__WORK TO BE COMPLETED__:
Gather each line of the material below that contains the word "whether", and copy those lines in full.

##### MATERIAL FOR THIS TASK

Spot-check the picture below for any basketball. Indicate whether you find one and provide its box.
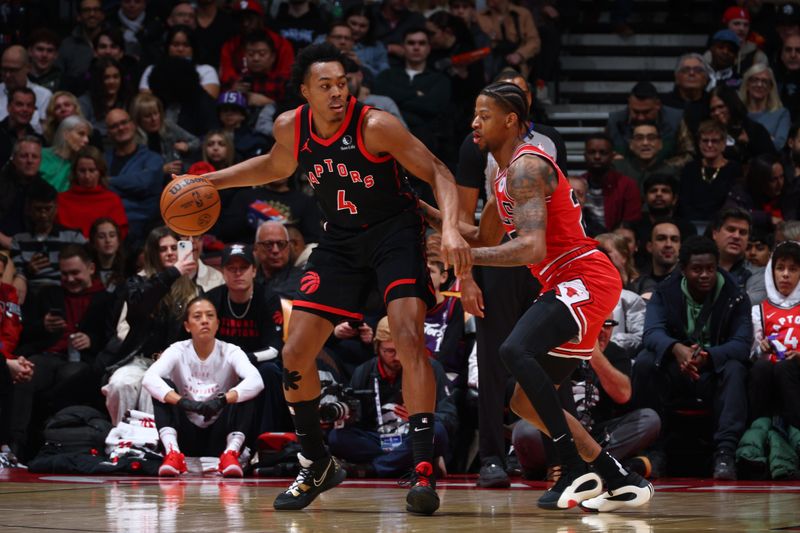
[161,176,221,235]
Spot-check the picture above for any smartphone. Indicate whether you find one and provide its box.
[178,241,192,261]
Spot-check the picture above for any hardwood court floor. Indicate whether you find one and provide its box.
[0,469,800,533]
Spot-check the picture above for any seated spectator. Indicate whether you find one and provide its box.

##########

__THE COMPLETED TASK__:
Spot-check the picture below for any basketball. Indicate whether you find one and provide its box.
Spot-check the picture above for any smartphone. Indicate whether you find one and provide its box.
Spot-check the picture above for any hardwood court floor. Indicate whether you find one and provide its box.
Spot-check the picture above for any seated spectator. Indicate whether you find one and provide its box.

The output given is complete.